Work required => Echo back, word for word and symbol for symbol, the passage on Clifford algebras that comes next.

Passage =>
----
A Clifford-algebra combines and generalizes the scalar product and the vector product. When you multiply two elements in a Clifford-algebra, the result can be decomposed into a symmetric scalar product and an antisymmetric vector product as follows:
\(\renewcommand{\vec}[1]{{\bf{#1}}}\)
\begin{align}ab&=a\cdot b+a\wedge b,\\
a\cdot b&=(ab+ba)/2,\\
a\wedge b&=(ab-ba)/2.\end{align}
In one dimension, the Clifford-algebra reduces trivially to the algebra of real numbers, and the vector product is identically zero.
----
Given information =>
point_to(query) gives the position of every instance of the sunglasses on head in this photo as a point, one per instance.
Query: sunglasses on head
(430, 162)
----
Response to this exercise =>
A Clifford-algebra combines and generalizes the scalar product and the vector product. When you multiply two elements in a Clifford-algebra, the result can be decomposed into a symmetric scalar product and an antisymmetric vector product as follows:
\(\renewcommand{\vec}[1]{{\bf{#1}}}\)
\begin{align}ab&=a\cdot b+a\wedge b,\\
a\cdot b&=(ab+ba)/2,\\
a\wedge b&=(ab-ba)/2.\end{align}
In one dimension, the Clifford-algebra reduces trivially to the algebra of real numbers, and the vector product is identically zero.